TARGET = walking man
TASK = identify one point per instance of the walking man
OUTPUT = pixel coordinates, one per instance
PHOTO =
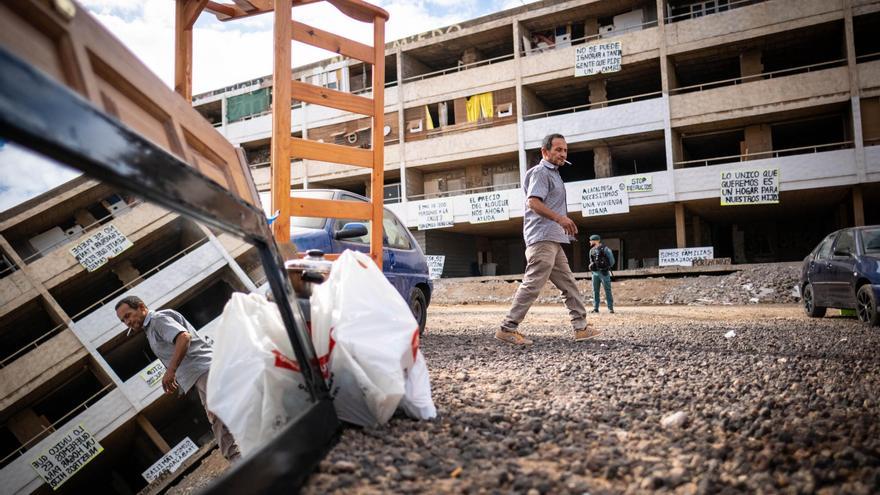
(187, 358)
(601, 261)
(546, 227)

◆ TASK PROMPT
The required output is every line from the one containing "OUTPUT = pixel coordinates, one per instance" through the last line of the data above, restated exactly and without pictures.

◆ SOLUTION FOR THIS TASK
OUTPUT = pixel coordinates, one per instance
PHOTO =
(187, 358)
(601, 261)
(546, 227)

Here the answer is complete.